• [Source excerpt]
┄┄┄┄┄┄
'One of the most ingenious painted fantasies is that inspired by marble.' From 'The Art of the Painted Finish,' by Isabel O'Neil.
Marbleized effects are four centuries old. Yet suddenly, in today's interpretations, they look fresh and delightfully new.
Traditionally, says Sandra Holzman, marbling was only done on papers that could easily absorb the ink. But this Manhattan artist is now producing striking hand-printed fabrics, wallpapers, and leathers that are available to interior designers through the Ron Seff showroom in New York and through Seff's distributors around the country.
Why has interest in marbleizing increased over the past few years?
''Partially, it is reaction to 20 years of heavy, bold graphics in textile design,'' Ms. Holzman replies. ''People were ready for a change, and they like all these softer stone effects that are now appearing in home furnishings. And part of the interest has to do with the general resurgence of interest in crafts generally.''
Ms. Holzman learned to marble in a bookbinding course at the Philadelphia College of Art, and she has been elaborating on the traditional process ever since, taking it from small bookend-type patterns (such as the Victorians introduced) to large configurations in colors ranging from delicate hues of gray and beige to brazen blues, oranges, pinks, and reds.
In the six years she has spent perfecting her marbling technique, she has developed durable, fadeproof, cleanable finishes. She anticipates a future that will also include marbleizing effects on ceramics, wood, and many other surfaces.
Ms. Holzman's technique is based on the principle that oil and water do not mix. She drops the oil-based inks onto the surface of a large tray of water, and as the colors expand she swirls them with a stick to form the patterns. She then lays a three-yard piece of fabric or leather gently onto the tray of colors, and it immediately absorbs the pattern of the inks. With each three-yard piece, the carefully controlled process is repeated. All the designs she produces to upholster furniture, or for draperies, lampshades, wall-coverings, or pillows, are hand-produced in the same manner - and are unique.
┄┄┄┄┄┄
• [Material supplied]
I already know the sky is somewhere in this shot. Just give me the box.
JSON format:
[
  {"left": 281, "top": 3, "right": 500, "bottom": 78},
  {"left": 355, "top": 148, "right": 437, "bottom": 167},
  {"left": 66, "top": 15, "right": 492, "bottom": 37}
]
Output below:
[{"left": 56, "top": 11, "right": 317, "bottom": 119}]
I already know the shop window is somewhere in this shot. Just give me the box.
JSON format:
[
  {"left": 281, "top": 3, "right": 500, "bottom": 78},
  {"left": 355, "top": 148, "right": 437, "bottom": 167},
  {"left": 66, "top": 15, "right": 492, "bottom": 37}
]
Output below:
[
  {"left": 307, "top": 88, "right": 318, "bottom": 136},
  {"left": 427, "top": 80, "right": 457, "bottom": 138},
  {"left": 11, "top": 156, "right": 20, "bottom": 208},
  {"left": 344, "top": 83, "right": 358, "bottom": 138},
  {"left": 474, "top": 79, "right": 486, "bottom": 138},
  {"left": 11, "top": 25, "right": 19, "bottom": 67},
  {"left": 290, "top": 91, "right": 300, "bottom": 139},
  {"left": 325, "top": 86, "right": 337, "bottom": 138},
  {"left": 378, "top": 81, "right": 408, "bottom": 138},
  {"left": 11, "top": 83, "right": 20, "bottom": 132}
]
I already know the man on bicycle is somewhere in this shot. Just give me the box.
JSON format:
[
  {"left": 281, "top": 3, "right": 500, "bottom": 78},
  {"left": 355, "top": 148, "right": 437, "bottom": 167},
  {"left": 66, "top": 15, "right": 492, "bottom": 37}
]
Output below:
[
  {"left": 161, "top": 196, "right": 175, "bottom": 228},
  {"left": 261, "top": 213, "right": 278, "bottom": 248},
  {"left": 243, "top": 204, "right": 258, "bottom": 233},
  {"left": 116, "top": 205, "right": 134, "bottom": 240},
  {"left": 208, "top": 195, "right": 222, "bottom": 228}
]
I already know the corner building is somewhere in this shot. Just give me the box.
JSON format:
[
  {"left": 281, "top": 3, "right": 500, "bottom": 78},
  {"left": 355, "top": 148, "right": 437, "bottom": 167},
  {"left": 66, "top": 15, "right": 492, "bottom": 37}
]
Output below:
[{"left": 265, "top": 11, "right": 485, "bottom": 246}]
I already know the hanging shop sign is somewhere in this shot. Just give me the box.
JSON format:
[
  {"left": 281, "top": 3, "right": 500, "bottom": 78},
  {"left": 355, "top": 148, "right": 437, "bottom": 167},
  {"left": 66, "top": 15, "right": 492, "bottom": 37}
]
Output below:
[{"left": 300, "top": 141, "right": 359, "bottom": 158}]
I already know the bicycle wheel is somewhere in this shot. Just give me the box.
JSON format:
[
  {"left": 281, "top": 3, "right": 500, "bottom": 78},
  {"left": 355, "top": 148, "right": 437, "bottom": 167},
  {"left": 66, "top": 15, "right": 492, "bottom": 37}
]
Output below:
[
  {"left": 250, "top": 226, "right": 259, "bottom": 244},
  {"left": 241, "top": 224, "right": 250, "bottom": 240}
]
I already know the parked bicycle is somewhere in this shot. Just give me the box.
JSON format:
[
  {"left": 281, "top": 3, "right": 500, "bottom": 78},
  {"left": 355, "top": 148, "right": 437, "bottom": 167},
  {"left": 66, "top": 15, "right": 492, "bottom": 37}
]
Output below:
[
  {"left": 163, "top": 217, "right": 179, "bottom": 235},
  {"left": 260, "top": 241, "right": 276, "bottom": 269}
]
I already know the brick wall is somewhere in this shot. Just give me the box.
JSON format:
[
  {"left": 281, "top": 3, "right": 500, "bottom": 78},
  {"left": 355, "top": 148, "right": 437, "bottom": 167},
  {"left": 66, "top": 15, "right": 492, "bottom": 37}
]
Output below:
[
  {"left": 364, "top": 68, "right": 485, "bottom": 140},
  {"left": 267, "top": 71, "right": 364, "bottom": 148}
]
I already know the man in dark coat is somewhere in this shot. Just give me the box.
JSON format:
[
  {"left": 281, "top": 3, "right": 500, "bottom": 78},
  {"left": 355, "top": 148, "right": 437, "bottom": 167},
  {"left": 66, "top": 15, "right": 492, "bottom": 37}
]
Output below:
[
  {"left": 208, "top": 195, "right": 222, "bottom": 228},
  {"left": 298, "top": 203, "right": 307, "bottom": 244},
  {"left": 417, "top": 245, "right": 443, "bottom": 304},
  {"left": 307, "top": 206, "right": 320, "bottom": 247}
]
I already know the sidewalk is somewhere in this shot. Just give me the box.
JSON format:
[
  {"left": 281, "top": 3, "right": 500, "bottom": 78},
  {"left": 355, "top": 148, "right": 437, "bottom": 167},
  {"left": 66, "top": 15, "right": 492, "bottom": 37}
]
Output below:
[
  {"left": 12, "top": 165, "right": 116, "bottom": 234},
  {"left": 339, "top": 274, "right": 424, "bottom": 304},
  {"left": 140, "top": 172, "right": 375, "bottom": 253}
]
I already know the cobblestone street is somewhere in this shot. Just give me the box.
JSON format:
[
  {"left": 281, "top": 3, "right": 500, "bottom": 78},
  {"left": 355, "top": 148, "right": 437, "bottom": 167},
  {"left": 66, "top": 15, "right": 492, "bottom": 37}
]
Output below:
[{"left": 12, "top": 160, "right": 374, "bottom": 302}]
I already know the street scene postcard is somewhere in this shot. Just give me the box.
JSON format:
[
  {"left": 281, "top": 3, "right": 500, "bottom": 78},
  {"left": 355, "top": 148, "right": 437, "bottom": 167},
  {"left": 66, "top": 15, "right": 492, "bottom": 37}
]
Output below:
┄┄┄┄┄┄
• [Required tasks]
A) Duplicate the passage from the marbling article, taking everything from "Traditionally, says Sandra" down to "past few years?".
B) According to the marbling article, where did Ms. Holzman learn to marble?

• [Answer set]
A)
Traditionally, says Sandra Holzman, marbling was only done on papers that could easily absorb the ink. But this Manhattan artist is now producing striking hand-printed fabrics, wallpapers, and leathers that are available to interior designers through the Ron Seff showroom in New York and through Seff's distributors around the country.
Why has interest in marbleizing increased over the past few years?

B) In a bookbinding course at the Philadelphia College of Art.